#### [BRIEF]
Give the number of lines below with "white" in them, leaving out anything else.

#### [DATA FOR REVIEW]

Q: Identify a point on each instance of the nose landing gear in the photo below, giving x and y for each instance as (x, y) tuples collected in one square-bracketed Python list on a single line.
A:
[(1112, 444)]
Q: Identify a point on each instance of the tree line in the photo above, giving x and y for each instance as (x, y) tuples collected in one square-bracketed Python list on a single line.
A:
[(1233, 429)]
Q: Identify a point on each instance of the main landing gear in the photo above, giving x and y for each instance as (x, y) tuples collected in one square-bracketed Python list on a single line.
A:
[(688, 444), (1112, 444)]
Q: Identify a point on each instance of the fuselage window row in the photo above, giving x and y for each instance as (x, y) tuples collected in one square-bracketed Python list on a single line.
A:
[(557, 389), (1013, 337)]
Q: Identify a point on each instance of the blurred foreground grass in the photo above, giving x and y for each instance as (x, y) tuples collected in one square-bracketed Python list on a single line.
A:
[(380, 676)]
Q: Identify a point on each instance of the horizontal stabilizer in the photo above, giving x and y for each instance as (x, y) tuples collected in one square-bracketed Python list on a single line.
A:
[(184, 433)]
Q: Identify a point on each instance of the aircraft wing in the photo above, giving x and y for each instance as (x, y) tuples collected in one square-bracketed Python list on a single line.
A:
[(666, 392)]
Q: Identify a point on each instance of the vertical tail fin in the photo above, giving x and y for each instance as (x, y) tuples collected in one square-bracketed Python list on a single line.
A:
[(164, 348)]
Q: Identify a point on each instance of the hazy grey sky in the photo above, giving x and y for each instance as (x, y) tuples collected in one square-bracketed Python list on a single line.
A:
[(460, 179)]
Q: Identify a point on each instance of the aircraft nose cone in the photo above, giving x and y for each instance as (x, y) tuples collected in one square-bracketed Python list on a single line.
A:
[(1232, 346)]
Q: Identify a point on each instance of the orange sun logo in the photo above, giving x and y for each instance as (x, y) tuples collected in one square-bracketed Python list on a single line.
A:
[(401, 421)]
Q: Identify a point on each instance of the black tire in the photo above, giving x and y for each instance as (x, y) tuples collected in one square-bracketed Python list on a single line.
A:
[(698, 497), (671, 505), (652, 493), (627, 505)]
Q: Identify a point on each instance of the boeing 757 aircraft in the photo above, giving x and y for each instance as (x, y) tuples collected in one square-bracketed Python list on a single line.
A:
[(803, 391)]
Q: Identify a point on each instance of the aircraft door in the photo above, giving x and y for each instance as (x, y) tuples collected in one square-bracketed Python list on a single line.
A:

...

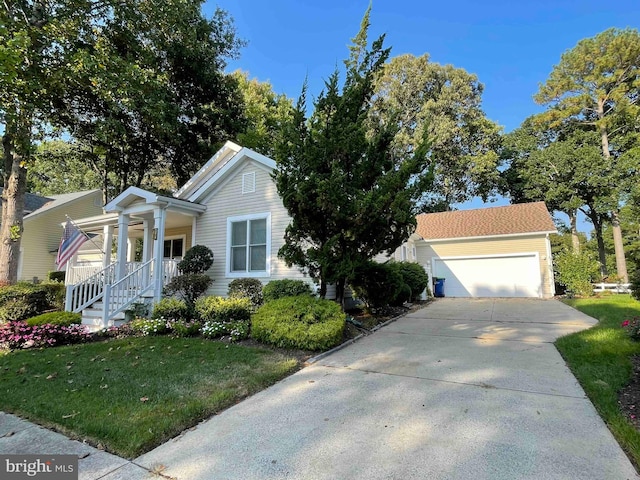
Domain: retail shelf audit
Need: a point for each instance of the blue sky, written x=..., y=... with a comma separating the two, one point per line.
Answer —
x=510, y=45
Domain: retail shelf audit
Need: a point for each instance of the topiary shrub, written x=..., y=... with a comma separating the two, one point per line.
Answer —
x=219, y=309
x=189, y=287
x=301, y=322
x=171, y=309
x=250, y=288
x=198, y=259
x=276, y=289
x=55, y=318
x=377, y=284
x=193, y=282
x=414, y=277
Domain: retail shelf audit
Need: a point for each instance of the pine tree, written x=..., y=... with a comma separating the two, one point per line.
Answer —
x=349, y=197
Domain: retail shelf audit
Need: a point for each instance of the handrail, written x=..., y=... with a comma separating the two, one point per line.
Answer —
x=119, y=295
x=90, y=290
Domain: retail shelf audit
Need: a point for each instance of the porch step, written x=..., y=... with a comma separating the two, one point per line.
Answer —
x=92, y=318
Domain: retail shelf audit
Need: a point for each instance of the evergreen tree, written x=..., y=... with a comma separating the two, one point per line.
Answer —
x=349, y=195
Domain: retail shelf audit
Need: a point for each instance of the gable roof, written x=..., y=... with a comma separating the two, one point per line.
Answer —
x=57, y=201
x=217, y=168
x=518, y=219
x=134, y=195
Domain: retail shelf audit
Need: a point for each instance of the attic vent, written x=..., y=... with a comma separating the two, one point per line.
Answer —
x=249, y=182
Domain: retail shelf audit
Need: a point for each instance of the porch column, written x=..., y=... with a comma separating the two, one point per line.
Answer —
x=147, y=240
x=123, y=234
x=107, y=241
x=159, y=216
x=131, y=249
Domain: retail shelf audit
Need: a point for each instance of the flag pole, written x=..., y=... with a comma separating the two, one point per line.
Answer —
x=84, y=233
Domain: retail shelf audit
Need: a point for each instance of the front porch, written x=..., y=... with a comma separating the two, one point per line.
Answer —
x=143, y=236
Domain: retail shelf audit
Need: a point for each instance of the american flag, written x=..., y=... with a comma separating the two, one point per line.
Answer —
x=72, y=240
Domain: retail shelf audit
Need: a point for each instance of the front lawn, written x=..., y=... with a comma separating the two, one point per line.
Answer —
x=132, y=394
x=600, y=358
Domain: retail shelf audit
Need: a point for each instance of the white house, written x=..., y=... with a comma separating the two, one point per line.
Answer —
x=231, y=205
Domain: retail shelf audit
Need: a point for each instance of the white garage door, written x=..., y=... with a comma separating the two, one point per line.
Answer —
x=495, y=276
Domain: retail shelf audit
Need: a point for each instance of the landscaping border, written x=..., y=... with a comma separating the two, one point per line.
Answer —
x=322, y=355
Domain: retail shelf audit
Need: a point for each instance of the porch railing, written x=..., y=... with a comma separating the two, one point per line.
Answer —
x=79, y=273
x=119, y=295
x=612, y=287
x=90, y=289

#### [EXERCISE RESPONSE]
2